Tasks for this exercise —
**a.** Copy word for word the part of the overclocking forum thread that begins with the words containing "I haven't done" and ends with "240l (expanded loop)".
**b.** Continue the forum thread about overclocking from where it stops.

Reading passage —
========================

I haven't done a CMOS reset yet because its a pain on my board. Ive got the maximus formula vii, water cooled both the VRM and CPU, so i would have to drain the loop to remove the plastic cover of the board to access the battery. Im not positive of the bios version ill check when i get home. Any ideas on why im losing these milestones? Or how to fix them? Thanks everyone.

My full build is:
Intel i7 4790k
Asus maximus vii formula
Coolermaster glacer v2 240l (expanded loop)
Asus strix gtx 970
16gb corsair dominator platinum 1866 cl9
Corsair ax860
120 pny ssd

Im on mobile right now so sorry for any misspellings or formating errors.
 
Make sure other bios settings didn't change on the original BSOD, such as RAM frequency and voltage, cache ratio, cache voltage, system agent voltage, etc.

You also might consider resetting the CMOS and starting from scratch.
 
Make sure other bios settings didn't change on the original BSOD, such as RAM frequency and voltage, cache ratio, cache voltage, system agent voltage, etc.

You also might consider resetting the CMOS and starting from scratch.

The other settings did stay the same, i probably will just drain and start fresh, im fairly certain a bios update is in order as well. Atleast i wrote them down so i can try at my lower voltages again. Thanks.
 
The other settings did stay the same, i probably will just drain and start fresh, im fairly certain a bios update is in order as well. Atleast i wrote them down so i can try at my lower voltages again. Thanks.
First off if you update the BIOS don't be surprised if previous "stable" Overclocks are not stable with the new BIOS.

I'm just trying to get a clear picture of how you are going about the overclocking process. Are you using the XTU utility and raising the multiplier or does XTU have some level up feature to Oc the Cpu? Also what are your temps like when stress testing? These I7 47xx chips can run really hot when Oced. Are you leaving the voltage on Auto or is it set manually?
 
First off if you update the BIOS don't be surprised if previous "stable" Overclocks are not stable with the new BIOS.

I'm just trying to get a clear picture of how you are going about the overclocking process. Are you using the XTU utility and raising the multiplier or does XTU have some level up feature to Oc the Cpu? Also what are your temps like when stress testing? These I7 47xx chips can run really hot when Oced. Are you leaving the voltage on Auto or is it set manually?

========================

Source excerpt —
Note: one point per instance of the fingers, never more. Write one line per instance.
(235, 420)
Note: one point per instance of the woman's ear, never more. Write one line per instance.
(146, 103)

========================

Outputs in order —
**a.**
I haven't done a CMOS reset yet because its a pain on my board. Ive got the maximus formula vii, water cooled both the VRM and CPU, so i would have to drain the loop to remove the plastic cover of the board to access the battery. Im not positive of the bios version ill check when i get home. Any ideas on why im losing these milestones? Or how to fix them? Thanks everyone.

My full build is:
Intel i7 4790k
Asus maximus vii formula
Coolermaster glacer v2 240l (expanded loop)

**b.**
When I start I go in to BIOS and set XMP and turn off the Powersaving features(Cstates, VR efficiency, and speedstep) then let it boot normally to windows, I open up XTU and see what the core states, Voltage, multiplier, temp. i run the XTU stress for 5-15 minutes, if it passes and temps are within reasonable, i run the benchmark, if it passes i save the profile with the settings as the name(44-1.20). then i up the mulitplier by one, and repeat. Stress, if good, bench, save, up multi again. if it fails i usually just boot back in, load the most recent profile, up the voltage by a tick or 2 depending on how quickly it bsod'd and stress again. what usually ends up happening is i get tired of not being able to reach the next multiplier with reliable scaling, but with this new 4790k, it wouldnt load the most recent successful pass. all of the Bios settings were saved and while i was there i figured hey why not try to load the last pass into bios and start there. well that didnt work either. the temps really change with the voltage but usually below 1.35 i stay below 70c. I have never seen this chip hit 75c. I set voltage manually through XTU, static, no offset.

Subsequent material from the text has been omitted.